Items listed in a dataset:
════════
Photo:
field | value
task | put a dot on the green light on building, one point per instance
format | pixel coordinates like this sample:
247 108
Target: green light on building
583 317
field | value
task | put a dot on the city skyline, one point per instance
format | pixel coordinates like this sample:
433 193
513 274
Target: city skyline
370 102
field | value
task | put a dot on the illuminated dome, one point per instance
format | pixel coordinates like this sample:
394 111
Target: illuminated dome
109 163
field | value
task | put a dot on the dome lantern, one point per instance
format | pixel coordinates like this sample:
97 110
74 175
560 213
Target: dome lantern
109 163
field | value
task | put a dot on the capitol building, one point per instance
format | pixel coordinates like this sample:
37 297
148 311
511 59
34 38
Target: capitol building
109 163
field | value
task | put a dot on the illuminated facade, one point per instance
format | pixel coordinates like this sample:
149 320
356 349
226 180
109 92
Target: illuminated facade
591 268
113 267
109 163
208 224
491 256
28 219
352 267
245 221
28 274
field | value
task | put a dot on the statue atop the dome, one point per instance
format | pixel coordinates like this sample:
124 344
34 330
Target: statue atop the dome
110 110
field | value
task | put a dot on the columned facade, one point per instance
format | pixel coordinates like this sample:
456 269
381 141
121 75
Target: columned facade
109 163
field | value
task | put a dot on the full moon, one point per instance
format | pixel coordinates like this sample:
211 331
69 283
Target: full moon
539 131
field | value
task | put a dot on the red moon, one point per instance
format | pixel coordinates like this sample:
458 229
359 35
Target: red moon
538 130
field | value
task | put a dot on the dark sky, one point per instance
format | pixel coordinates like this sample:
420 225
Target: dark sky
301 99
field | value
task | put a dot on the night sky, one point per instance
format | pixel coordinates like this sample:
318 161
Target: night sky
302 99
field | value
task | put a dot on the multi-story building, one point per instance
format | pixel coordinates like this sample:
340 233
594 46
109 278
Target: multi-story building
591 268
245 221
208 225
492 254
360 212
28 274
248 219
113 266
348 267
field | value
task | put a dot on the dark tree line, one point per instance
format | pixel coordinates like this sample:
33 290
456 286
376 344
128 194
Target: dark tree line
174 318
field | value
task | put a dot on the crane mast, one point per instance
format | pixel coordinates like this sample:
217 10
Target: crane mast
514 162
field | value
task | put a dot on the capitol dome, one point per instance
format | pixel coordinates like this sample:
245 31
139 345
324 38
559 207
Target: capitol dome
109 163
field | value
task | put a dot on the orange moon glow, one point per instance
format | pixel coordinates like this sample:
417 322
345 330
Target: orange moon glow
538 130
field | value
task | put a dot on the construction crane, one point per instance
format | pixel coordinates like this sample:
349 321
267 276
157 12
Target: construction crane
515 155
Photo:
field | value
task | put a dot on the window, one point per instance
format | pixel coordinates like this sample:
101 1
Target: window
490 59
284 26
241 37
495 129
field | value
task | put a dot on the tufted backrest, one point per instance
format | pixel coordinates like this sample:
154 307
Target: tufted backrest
════════
TASK DETAILS
Reproduce every record, matching each line exactly.

SOLUTION
Photo:
field | value
task | put a dot on the green light on building, one point per instance
format | pixel coordinates like this sample:
247 108
Target: green light on building
583 317
field | value
task | put a dot on the city skyline, one point per instance
format | pixel coordinates like this sample:
433 193
513 274
Target: city skyline
370 102
field | value
task | put a dot on the illuminated dome, one point per instance
format | pixel coordinates like this sample:
394 111
Target: illuminated dome
109 163
field | value
task | put a dot on the dome lantern, one point per instance
format | pixel coordinates like this sample:
97 110
74 175
560 213
Target: dome lantern
109 163
field | value
task | put a dot on the capitol building, one point per instance
format | pixel coordinates like this sample:
37 297
148 311
511 59
34 38
Target: capitol building
109 163
field | value
task | put a dot on the illuminated facade, one point per instance
format | pixel coordinates like this sample:
149 320
356 349
226 180
109 92
Target: illuminated facade
591 268
113 267
109 163
208 224
491 256
28 219
352 267
245 221
28 274
field | value
task | put a dot on the statue atop the dome, one point per instance
format | pixel coordinates like this sample:
124 344
34 330
Target: statue atop the dome
110 110
field | value
task | put a dot on the columned facade, one point per instance
format | pixel coordinates like this sample:
456 269
381 141
121 75
Target: columned facade
109 163
field | value
task | put a dot on the full moon, one point per instance
format | pixel coordinates like this sample:
211 331
69 283
Target: full moon
539 131
field | value
task | put a dot on the red moon, one point per instance
format | pixel coordinates like this sample:
458 229
359 35
Target: red moon
538 130
field | value
task | put a dot on the dark sky, one point per instance
format | pixel coordinates like this sample:
420 225
Target: dark sky
301 99
field | value
task | put a dot on the night sky, one point per instance
format | pixel coordinates like this sample:
318 161
Target: night sky
302 99
field | value
task | put a dot on the multi-story building, one point per instance
format | pixel coordinates like this sample:
340 233
594 46
109 278
Target: multi-story building
591 268
245 221
208 225
492 254
360 212
28 274
248 219
113 266
348 267
field | value
task | put a dot on the dark tree line, one point per instance
format | pixel coordinates like this sample:
33 290
456 286
376 344
128 194
Target: dark tree line
174 318
field | value
task | put a dot on the crane mast, one point per instance
format | pixel coordinates like this sample:
217 10
Target: crane mast
514 162
field | value
task | put a dot on the capitol dome, one point per instance
format | pixel coordinates like this sample:
245 31
139 345
324 38
559 207
Target: capitol dome
109 163
field | value
task | put a dot on the orange moon glow, one point per instance
format | pixel coordinates like this sample:
417 322
345 330
Target: orange moon glow
538 130
field | value
task | put a dot on the construction crane, one point per instance
format | pixel coordinates like this sample:
349 321
267 276
157 12
Target: construction crane
515 155
Photo:
field | value
task | put a dot on the window, one point per instance
format | pixel coordinates like this sample:
101 1
Target: window
490 59
284 26
241 37
495 129
field | value
task | put a dot on the tufted backrest, one point per instance
format | pixel coordinates like this sample:
154 307
Target: tufted backrest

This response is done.